> _PROBLEM TO WORK ON_: An identical copy of all the entries is the required result.

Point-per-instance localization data

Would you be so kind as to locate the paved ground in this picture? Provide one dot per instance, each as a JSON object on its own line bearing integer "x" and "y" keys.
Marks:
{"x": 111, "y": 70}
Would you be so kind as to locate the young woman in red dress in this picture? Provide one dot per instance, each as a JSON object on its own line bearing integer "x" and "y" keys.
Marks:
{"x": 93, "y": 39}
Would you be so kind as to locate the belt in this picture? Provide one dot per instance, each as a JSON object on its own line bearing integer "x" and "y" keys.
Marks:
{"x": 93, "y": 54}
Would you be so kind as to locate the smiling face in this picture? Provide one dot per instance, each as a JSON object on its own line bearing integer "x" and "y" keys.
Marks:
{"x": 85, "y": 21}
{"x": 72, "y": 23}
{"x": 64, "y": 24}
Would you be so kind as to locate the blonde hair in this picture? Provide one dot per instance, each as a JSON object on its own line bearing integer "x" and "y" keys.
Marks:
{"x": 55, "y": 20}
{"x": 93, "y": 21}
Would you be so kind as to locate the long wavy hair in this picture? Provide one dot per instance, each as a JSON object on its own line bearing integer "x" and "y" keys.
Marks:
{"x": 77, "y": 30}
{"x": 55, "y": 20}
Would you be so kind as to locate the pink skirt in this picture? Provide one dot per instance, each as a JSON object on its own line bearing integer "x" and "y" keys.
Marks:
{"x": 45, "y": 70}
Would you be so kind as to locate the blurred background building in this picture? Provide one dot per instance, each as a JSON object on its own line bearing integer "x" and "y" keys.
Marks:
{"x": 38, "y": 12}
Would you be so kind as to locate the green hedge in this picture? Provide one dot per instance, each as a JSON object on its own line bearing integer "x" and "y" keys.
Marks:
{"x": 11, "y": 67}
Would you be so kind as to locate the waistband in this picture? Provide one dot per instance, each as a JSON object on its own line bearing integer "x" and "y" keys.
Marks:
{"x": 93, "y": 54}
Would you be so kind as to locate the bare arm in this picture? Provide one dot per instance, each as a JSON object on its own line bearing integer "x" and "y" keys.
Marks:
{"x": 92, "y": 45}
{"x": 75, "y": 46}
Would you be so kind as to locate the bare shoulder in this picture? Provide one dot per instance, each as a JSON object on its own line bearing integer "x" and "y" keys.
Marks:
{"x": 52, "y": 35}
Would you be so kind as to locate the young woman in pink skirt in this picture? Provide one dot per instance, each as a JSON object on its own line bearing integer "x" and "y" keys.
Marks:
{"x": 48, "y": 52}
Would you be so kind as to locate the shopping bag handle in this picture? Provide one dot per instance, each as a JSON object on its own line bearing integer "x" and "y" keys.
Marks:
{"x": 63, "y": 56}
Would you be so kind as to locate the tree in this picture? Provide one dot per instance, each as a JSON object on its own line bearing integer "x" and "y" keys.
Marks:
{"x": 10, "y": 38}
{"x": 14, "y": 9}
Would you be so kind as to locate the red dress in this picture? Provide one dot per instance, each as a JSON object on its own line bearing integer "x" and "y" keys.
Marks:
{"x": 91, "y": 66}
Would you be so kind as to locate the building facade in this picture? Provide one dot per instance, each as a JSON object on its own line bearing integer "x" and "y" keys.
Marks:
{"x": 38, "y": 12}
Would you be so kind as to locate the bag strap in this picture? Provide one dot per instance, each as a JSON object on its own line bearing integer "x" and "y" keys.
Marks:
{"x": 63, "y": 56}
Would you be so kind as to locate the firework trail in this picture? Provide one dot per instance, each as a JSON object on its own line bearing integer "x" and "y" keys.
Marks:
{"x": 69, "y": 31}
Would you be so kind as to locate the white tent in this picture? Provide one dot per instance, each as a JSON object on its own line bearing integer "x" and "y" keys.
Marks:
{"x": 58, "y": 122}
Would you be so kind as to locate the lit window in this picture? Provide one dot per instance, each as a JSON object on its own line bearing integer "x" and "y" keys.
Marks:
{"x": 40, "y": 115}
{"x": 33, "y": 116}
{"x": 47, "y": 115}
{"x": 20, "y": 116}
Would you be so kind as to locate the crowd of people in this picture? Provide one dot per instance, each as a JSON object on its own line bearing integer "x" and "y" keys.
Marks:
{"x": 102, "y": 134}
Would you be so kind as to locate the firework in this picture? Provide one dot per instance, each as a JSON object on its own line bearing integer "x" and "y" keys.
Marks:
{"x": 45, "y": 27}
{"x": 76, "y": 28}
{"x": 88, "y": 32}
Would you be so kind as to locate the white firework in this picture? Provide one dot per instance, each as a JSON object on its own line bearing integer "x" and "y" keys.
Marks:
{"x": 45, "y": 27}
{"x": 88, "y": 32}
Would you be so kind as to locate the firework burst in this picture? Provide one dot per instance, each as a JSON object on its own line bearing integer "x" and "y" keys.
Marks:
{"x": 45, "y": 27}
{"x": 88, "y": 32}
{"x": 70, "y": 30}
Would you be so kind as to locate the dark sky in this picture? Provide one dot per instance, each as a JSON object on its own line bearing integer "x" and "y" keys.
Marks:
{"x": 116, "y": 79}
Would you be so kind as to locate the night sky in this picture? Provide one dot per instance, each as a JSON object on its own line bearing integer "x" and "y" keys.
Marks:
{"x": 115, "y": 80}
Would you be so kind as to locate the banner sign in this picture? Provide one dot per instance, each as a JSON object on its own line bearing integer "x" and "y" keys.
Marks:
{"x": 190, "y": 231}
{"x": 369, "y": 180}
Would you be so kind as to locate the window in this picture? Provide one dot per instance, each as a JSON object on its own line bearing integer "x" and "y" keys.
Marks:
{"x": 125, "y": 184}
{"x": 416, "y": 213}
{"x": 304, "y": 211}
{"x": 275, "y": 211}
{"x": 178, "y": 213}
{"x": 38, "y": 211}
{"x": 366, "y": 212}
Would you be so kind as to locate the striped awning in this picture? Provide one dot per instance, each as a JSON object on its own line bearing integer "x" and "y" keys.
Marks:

> _RESPONSE_:
Would you be so kind as to locate the paved ground in this picture? Provide one dot per instance, each as a JSON object on its own line bearing integer "x" and "y" keys.
Marks:
{"x": 111, "y": 70}
Would you be so kind as to locate the young woman in red dress in this picture? Provide one dot per instance, each as a JSON object on its own line bearing integer "x" and "y" keys.
Marks:
{"x": 93, "y": 39}
Would you be so kind as to locate the belt in this picture? Provide one dot per instance, each as a JSON object on its own line bearing integer "x" and "y" keys.
Marks:
{"x": 93, "y": 54}
Would you be so kind as to locate the smiling face in this picture? Provide one dot per instance, each as a JSON object on its own line bearing integer "x" and "y" keys.
Marks:
{"x": 85, "y": 21}
{"x": 72, "y": 23}
{"x": 64, "y": 24}
Would you be so kind as to locate the blonde hair in this picture? Provide one dot per instance, each as a JSON object on its own line bearing integer "x" and "y" keys.
Marks:
{"x": 55, "y": 20}
{"x": 93, "y": 21}
Would you be so kind as to locate the long wavy hair in this picture? Provide one dot per instance, each as a JSON object on its own line bearing integer "x" and "y" keys.
Marks:
{"x": 77, "y": 30}
{"x": 55, "y": 20}
Would you be so kind as to locate the pink skirt in this picture? Provide one dot per instance, each as a JSON object on its own line bearing integer "x" and "y" keys.
Marks:
{"x": 45, "y": 70}
Would you be so kind as to locate the blurred background building in this picture? Provide one dot per instance, each as a JSON object on its own line bearing integer "x" and "y" keys.
Marks:
{"x": 38, "y": 12}
Would you be so kind as to locate the green hedge in this picture? Provide one dot per instance, each as a JSON object on its own line bearing integer "x" and "y" keys.
Marks:
{"x": 11, "y": 67}
Would you be so kind as to locate the waistband in this picture? Provide one dot per instance, each as a JSON object on its own line bearing integer "x" and "y" keys.
Marks:
{"x": 93, "y": 54}
Would you be so kind as to locate the bare arm in this picture? Provide one dot per instance, each as a JSON object on its own line bearing integer "x" and "y" keys.
Marks:
{"x": 92, "y": 45}
{"x": 75, "y": 46}
Would you be so kind as to locate the bare shoulder in this picture? Provide one dot per instance, each as a JSON object on its own line bearing integer "x" and "y" keys.
Marks:
{"x": 52, "y": 35}
Would you be so kind as to locate the young woman in pink skirt in this picture? Provide one dot per instance, each as a JSON object on its own line bearing integer "x" and "y" keys.
Marks:
{"x": 48, "y": 52}
Would you be so kind as to locate the shopping bag handle in this picture? Provide one dot per instance, each as a JSON object on its own line bearing integer "x" and "y" keys.
Marks:
{"x": 63, "y": 56}
Would you be so kind as to locate the tree in this picture? Provide one dot per instance, each as a JSON object on its own line bearing integer "x" and "y" keys.
Marks:
{"x": 10, "y": 38}
{"x": 14, "y": 9}
Would you be so kind as to locate the red dress in this picture? Provide one dot per instance, each as a JSON object on its own line bearing integer "x" and "y" keys.
Marks:
{"x": 91, "y": 66}
Would you be so kind as to locate the building facade in this picture? Provide one dot per instance, each as a JSON object on its own line bearing integer "x" and "y" keys.
Marks:
{"x": 38, "y": 12}
Would you be so kind as to locate the bag strap in this picture? Provide one dot per instance, each as a JSON object on its own line bearing integer "x" and "y" keys.
Marks:
{"x": 63, "y": 56}
Would you be so kind as to locate the firework trail in this picture? Provide one dot per instance, each as a JSON object on its own line bearing integer "x" and "y" keys.
Marks:
{"x": 69, "y": 31}
Would you be so kind as to locate the white tent in this picture? Provide one dot per instance, each as a JSON object on its own line bearing integer "x" and "y" keys.
Marks:
{"x": 58, "y": 122}
Would you be so kind as to locate the lit window in this picture? Provide one dot per instance, each as a JSON object on its own line bearing integer "x" and "y" keys.
Marks:
{"x": 40, "y": 115}
{"x": 33, "y": 116}
{"x": 47, "y": 115}
{"x": 20, "y": 116}
Would you be so kind as to locate the crowd of people in this picture? Provide one dot per instance, each as a JSON object on its own line bearing integer "x" and "y" keys.
Marks:
{"x": 102, "y": 134}
Would you be so kind as to locate the firework in this picture? Provide one dot per instance, each as a JSON object on its own line bearing integer "x" and "y" keys.
Marks:
{"x": 45, "y": 27}
{"x": 76, "y": 28}
{"x": 88, "y": 32}
Would you be so kind as to locate the white firework in this picture? Provide one dot per instance, each as a JSON object on its own line bearing integer "x" and "y" keys.
Marks:
{"x": 45, "y": 27}
{"x": 88, "y": 32}
Would you be so kind as to locate the firework burst in this picture? Provide one dot per instance, each as a JSON object on its own line bearing integer "x" and "y" keys.
Marks:
{"x": 45, "y": 27}
{"x": 88, "y": 32}
{"x": 70, "y": 30}
Would you be so kind as to locate the dark sky in this picture? Provide one dot per instance, each as a JSON object on its own line bearing integer "x" and "y" keys.
Marks:
{"x": 116, "y": 79}
Would you be so kind as to locate the night sky in this picture? Provide one dot per instance, each as a JSON object on its own line bearing integer "x" and "y" keys.
Marks:
{"x": 115, "y": 80}
Would you be so kind as to locate the banner sign in this picture? Provide one dot per instance, each as a JSON object on its own line bearing integer "x" and "y" keys.
Marks:
{"x": 190, "y": 231}
{"x": 369, "y": 180}
Would you be so kind as to locate the window in this picture? Provide one dot per instance, each as a JSON object on its own line bearing integer "x" and "y" keys.
Marks:
{"x": 125, "y": 184}
{"x": 416, "y": 213}
{"x": 304, "y": 211}
{"x": 275, "y": 211}
{"x": 178, "y": 213}
{"x": 38, "y": 211}
{"x": 366, "y": 212}
Would you be so kind as to locate the striped awning in this picture? Provide one dot per instance, each as a JSON object on its own line bearing integer "x" and "y" keys.
Marks:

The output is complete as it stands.